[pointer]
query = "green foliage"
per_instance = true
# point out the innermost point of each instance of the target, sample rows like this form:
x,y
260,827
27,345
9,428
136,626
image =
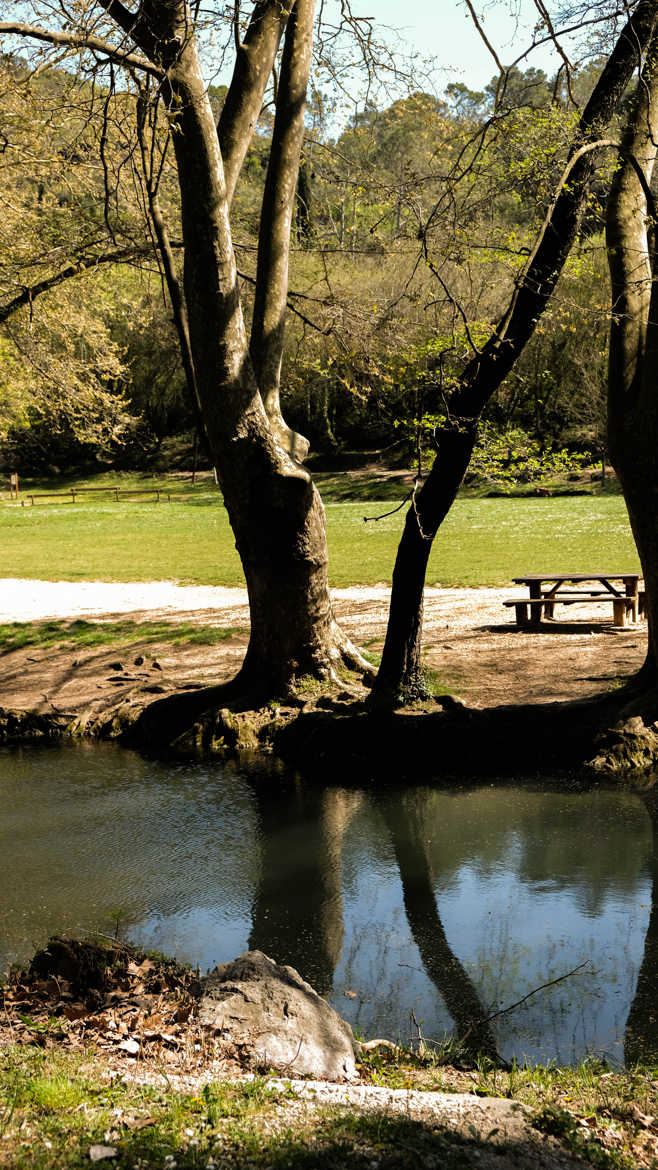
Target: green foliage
x,y
513,456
====================
Reproduce all entries without any change, and omit the pictures.

→ **Solution for this task**:
[pointer]
query = "green foliage"
per_instance = true
# point out the innermost point of each instance of the target, sample rows like this form:
x,y
260,827
27,345
9,428
136,626
image =
Target: green foliage
x,y
513,456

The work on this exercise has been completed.